● The request:
Reproduce exactly the final portion of the data: every line from the one containing "Each instance of the stainless" through the last line, inclusive.

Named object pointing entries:

------------------------------------

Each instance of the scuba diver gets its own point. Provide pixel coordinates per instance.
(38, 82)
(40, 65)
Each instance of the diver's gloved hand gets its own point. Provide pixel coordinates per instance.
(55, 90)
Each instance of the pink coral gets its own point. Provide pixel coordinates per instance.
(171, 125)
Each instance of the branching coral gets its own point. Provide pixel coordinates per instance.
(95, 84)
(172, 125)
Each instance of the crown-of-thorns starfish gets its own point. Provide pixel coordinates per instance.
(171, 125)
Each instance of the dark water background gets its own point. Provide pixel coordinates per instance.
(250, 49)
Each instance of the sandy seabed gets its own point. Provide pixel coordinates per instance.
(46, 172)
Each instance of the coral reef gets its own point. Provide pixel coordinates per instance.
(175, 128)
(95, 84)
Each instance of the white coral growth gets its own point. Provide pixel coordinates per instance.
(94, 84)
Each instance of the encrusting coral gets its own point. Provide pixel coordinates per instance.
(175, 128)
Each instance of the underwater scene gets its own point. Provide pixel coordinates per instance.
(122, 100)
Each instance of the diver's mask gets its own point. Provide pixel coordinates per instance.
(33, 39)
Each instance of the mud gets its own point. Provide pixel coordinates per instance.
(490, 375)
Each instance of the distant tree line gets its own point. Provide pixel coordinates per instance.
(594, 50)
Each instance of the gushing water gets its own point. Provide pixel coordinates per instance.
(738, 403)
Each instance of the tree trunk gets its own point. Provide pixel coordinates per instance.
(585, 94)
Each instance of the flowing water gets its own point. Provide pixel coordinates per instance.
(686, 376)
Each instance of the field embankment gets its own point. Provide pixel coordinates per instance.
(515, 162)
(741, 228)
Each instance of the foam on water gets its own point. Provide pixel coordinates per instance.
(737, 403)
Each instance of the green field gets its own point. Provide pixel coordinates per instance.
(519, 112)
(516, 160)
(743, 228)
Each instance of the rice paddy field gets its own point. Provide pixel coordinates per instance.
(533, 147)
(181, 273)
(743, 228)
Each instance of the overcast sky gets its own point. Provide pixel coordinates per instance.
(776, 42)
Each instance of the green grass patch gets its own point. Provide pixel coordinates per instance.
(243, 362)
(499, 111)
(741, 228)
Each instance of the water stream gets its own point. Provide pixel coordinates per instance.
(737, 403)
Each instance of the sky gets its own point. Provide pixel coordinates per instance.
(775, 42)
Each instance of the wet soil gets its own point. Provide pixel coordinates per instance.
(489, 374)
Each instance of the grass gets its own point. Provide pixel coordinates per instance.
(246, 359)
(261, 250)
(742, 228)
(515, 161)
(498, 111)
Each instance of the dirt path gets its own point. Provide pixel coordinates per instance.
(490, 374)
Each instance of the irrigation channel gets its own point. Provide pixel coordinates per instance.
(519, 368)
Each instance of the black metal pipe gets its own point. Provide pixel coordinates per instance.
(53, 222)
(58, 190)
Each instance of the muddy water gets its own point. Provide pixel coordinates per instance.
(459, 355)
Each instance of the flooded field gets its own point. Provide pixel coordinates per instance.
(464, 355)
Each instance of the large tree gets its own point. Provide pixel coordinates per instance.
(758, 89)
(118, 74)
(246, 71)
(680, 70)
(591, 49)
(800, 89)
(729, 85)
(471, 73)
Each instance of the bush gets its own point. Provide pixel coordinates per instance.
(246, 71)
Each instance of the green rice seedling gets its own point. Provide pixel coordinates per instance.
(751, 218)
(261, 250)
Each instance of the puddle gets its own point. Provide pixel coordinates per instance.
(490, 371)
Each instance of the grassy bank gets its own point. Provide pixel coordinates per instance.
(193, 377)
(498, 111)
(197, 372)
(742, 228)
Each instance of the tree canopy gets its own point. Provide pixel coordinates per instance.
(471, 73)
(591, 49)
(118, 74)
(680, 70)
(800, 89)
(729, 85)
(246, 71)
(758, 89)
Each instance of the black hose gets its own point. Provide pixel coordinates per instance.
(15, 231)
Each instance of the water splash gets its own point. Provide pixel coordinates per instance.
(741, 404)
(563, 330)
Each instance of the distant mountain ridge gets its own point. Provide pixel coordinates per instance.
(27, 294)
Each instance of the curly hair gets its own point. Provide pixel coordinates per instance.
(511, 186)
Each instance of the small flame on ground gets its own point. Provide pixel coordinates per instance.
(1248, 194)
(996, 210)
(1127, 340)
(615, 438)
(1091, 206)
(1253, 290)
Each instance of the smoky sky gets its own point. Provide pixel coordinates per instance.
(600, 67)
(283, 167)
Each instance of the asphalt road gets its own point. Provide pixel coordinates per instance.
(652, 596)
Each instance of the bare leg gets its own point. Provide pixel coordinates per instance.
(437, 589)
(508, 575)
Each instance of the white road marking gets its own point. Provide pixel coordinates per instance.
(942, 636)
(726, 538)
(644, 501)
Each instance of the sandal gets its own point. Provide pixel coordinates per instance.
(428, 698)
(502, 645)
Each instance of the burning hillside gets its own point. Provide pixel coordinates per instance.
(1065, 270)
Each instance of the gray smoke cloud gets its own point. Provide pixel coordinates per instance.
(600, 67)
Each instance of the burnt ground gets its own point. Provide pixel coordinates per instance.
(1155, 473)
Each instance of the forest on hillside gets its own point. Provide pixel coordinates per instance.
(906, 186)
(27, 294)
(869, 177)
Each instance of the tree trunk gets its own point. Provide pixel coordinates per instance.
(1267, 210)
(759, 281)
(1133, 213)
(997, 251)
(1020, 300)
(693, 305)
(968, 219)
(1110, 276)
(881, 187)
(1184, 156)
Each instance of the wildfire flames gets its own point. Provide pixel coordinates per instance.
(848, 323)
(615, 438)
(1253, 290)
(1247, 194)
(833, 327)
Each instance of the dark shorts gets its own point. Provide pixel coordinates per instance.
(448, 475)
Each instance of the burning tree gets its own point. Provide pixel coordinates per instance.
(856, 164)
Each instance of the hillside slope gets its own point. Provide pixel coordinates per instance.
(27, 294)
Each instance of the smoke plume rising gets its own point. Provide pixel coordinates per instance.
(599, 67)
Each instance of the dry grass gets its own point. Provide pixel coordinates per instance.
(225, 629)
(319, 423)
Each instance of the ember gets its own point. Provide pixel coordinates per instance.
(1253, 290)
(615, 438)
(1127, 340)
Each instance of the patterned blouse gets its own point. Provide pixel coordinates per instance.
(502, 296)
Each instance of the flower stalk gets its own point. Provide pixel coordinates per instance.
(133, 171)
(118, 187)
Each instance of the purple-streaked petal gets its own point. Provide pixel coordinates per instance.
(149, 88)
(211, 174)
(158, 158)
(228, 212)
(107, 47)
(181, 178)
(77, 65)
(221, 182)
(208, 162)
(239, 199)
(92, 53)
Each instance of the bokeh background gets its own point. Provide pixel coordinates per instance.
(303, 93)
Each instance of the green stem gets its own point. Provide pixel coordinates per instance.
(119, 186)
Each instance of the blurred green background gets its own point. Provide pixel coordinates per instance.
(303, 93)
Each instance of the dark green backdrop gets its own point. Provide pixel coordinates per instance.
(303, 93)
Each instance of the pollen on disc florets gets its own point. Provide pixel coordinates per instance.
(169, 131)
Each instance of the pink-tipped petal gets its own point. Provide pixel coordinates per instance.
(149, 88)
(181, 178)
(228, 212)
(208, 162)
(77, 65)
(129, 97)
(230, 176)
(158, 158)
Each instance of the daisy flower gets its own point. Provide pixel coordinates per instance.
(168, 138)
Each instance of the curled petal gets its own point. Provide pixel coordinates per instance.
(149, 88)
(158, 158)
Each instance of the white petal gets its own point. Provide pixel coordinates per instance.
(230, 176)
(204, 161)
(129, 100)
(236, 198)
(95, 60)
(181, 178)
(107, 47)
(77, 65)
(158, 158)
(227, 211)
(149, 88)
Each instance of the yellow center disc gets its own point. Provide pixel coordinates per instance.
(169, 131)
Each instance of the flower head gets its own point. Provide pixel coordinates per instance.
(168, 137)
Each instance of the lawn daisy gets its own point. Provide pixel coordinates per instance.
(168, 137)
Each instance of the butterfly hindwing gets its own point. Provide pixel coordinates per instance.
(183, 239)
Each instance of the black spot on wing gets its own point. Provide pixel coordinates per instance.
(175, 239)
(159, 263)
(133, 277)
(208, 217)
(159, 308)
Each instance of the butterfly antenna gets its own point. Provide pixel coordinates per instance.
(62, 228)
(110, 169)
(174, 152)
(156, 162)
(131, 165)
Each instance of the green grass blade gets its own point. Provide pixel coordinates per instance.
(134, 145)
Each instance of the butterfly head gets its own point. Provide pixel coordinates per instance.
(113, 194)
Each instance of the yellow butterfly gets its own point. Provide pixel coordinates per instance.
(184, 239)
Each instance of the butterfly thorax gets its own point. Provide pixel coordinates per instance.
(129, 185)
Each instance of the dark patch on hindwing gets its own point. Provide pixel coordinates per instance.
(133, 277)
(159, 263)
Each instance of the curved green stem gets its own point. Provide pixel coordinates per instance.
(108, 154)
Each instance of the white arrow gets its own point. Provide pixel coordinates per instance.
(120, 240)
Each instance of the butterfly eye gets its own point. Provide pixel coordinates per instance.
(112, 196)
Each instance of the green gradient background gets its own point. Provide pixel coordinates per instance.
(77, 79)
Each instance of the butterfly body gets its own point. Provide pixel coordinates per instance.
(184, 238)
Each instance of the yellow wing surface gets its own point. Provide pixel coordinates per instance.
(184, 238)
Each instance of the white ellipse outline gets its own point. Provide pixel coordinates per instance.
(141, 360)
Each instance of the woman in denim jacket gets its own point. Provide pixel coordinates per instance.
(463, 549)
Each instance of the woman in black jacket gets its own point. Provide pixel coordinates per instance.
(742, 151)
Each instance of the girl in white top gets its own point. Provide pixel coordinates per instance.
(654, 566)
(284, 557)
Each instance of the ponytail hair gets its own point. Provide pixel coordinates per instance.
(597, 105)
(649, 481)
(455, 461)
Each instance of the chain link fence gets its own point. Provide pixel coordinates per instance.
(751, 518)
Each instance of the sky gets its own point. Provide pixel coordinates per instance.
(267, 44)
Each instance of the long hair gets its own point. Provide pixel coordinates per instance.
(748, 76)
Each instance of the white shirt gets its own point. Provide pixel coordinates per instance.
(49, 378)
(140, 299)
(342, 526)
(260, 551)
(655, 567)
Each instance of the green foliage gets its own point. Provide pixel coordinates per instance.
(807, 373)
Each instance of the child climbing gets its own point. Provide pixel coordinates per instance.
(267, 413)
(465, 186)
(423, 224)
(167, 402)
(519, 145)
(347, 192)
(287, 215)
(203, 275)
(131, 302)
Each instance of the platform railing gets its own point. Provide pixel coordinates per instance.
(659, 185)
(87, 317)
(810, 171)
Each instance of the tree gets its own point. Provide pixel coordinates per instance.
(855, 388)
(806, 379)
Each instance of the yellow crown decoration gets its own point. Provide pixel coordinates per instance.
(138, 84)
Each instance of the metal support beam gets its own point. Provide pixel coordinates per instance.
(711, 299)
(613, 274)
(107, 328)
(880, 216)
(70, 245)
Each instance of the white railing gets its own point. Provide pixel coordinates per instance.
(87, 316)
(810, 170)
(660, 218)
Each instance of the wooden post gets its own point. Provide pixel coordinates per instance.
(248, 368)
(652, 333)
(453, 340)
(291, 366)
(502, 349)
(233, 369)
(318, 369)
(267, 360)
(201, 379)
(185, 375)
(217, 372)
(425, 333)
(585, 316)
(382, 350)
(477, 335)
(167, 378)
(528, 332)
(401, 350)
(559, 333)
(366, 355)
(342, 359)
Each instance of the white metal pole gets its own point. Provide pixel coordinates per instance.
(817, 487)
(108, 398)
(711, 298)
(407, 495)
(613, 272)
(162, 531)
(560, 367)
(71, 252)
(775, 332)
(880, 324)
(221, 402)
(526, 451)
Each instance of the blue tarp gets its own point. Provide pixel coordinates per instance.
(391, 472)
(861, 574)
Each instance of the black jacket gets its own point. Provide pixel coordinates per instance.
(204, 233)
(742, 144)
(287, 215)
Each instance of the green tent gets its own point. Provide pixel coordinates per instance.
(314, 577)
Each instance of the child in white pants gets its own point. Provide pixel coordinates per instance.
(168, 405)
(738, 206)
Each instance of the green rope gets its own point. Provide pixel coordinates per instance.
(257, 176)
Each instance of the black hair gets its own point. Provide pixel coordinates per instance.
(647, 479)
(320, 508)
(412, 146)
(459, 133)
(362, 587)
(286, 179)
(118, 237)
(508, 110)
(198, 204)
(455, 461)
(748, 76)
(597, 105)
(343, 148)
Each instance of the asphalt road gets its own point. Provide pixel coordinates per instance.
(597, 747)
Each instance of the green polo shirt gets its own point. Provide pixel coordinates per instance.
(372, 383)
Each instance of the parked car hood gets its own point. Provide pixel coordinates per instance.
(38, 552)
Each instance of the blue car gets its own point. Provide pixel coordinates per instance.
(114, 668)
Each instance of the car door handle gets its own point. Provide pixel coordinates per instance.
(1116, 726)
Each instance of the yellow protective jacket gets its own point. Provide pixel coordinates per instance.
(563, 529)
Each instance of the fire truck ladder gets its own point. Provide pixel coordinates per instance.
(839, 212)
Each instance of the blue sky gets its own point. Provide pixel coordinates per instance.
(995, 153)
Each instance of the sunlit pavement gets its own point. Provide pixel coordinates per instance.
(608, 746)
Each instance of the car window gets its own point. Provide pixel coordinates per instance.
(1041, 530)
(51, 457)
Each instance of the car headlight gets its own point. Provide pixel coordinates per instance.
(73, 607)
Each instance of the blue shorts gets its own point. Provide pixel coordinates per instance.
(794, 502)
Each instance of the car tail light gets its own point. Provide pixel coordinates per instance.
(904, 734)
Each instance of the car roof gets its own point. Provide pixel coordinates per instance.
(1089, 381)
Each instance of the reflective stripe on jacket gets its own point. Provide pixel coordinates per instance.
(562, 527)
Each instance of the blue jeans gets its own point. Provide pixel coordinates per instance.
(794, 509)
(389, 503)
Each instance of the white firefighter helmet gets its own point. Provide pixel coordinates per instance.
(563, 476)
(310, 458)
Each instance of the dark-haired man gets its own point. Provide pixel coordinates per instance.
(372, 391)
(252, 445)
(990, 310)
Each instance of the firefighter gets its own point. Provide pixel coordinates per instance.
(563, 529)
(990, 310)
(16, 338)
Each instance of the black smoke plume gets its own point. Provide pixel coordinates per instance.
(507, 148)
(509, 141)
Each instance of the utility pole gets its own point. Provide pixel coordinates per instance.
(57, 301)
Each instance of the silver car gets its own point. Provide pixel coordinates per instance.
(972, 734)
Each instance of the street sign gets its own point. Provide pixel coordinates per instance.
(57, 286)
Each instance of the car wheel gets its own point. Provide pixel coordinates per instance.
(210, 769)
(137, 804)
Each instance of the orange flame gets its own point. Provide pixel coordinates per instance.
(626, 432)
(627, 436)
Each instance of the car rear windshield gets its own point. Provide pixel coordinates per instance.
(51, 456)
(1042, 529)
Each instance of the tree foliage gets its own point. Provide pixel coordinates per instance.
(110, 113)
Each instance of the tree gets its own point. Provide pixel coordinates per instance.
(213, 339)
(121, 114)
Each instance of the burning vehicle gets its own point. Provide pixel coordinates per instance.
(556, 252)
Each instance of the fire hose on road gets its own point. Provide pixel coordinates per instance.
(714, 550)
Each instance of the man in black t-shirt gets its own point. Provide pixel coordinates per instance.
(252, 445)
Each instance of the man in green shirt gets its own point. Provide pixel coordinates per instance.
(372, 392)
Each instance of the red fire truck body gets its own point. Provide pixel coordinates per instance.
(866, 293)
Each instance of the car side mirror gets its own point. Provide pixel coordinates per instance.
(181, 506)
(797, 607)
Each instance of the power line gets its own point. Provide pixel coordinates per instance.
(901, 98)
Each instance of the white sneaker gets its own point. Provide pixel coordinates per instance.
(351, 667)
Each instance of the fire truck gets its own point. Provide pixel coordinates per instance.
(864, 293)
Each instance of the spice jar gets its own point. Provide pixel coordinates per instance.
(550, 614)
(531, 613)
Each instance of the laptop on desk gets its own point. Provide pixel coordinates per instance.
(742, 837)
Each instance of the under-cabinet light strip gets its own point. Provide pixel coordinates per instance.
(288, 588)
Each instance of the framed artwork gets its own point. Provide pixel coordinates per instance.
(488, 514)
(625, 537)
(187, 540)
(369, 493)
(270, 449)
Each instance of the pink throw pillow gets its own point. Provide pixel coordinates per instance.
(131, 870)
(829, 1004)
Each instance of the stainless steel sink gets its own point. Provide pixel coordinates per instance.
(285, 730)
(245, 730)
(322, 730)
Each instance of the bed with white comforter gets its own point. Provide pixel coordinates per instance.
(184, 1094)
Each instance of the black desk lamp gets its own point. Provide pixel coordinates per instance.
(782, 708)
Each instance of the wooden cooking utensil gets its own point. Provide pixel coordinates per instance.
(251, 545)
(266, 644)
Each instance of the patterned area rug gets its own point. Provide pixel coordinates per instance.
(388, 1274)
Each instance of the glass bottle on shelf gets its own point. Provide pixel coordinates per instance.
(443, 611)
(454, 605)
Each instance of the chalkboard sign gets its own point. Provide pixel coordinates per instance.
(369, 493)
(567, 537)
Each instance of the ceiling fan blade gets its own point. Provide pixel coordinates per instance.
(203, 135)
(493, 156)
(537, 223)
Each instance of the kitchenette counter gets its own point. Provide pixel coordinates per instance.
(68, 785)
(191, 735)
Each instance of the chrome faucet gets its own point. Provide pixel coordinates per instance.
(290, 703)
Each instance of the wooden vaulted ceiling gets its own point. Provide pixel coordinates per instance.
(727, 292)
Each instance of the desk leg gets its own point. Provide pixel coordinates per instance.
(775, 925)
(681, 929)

------------------------------------

● Response:
Each instance of the stainless steel sink gets its own point. Provide pixel coordinates per instance.
(285, 730)
(245, 730)
(322, 730)
Each instance of the bed with white comforter gets its own point. Provide pixel coordinates per instance.
(184, 1094)
Each instance of the black desk lamp gets its own point. Provide pixel coordinates per instance.
(782, 708)
Each instance of the wooden cooking utensil gets its own point. Provide pixel coordinates per instance.
(251, 545)
(266, 644)
Each instance of the patterned area rug gets its own point. Provide pixel coordinates per instance.
(388, 1274)
Each instance of the glass bottle on shelf gets its own point. Provide pixel coordinates per instance.
(443, 611)
(454, 605)
Each instance of the chalkboard sign gets its own point. Provide pixel coordinates per instance.
(369, 493)
(567, 537)
Each instance of the ceiling fan blade gets its own point. Provide pixel coordinates per instance.
(203, 135)
(493, 156)
(537, 223)
Each instance of the kitchenette counter gets its own point. Provide pixel coordinates per instance.
(68, 785)
(191, 735)
Each instance of the chrome faucet gets its own point. Provide pixel coordinates per instance.
(290, 703)
Each instance of the wooden vaulted ceiling gets its own point. Provide pixel coordinates per instance.
(727, 292)
Each instance of the desk leg gets its own point. Provide pixel coordinates per instance.
(775, 925)
(681, 929)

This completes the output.